• _YOUR TASK_
Write out every line of the records again, requests included, shifting each x and y coordinate in the answers up by 94.
[Start of RECORDED DATA]
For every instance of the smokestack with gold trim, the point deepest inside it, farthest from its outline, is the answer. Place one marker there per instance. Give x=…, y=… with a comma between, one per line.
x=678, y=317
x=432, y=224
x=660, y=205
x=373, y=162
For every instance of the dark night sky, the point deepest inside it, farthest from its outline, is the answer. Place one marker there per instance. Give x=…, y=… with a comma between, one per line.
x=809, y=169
[End of RECORDED DATA]
• _OUTPUT FOR THIS EXERCISE_
For every instance of the smokestack with gold trim, the point deepest inside it, farthest from its outline, is the answer. Place one marker there per instance. Give x=…, y=… with a comma between, one per line.
x=772, y=411
x=526, y=318
x=754, y=299
x=467, y=256
For every instance of the dark night sky, the point deepest inside it, farthest from its outline, is the answer. Place one marker there per instance. Give x=…, y=… with a comma between, one per line.
x=903, y=263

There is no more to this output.